● The request
Reproduce the data from the line holding "chest, shaped like this sample" through the end of the data, inclusive, substituting "pony's" for "horse's" everywhere it occurs and changing nothing else. Give back only those lines.

Start of Records for this exercise

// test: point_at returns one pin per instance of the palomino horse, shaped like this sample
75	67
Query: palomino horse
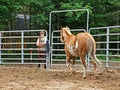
79	45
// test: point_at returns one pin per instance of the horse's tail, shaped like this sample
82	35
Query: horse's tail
92	50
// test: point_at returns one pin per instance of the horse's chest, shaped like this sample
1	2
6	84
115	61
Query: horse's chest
71	48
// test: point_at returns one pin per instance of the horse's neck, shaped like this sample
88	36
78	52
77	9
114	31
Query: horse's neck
69	38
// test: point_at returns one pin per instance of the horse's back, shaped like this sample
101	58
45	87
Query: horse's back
83	41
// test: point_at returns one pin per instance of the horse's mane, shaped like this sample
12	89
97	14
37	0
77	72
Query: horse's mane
67	30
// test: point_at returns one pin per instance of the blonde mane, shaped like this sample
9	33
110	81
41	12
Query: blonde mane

End of Records for this exercise

● Written answer
// test: point_at returns one pin per instance of the pony's chest, shaped like this sample
1	2
6	84
115	61
Query: pony's chest
71	48
// test: point_at returns one pin per instance of the pony's neck, shaped like this sample
88	36
78	52
77	9
114	31
Query: pony's neck
69	38
// test: point_at returns one pin per instance of the pony's back, shaped like this sample
101	58
45	87
Query: pony's back
83	41
// test: point_at returns one pin per instance of the pony's mane, shaped like this sample
12	89
97	14
37	0
77	72
Query: pony's mane
67	30
// test: point_at returns one pin per instance of the blonde mane, shaped like this sample
9	33
110	81
41	12
Query: blonde mane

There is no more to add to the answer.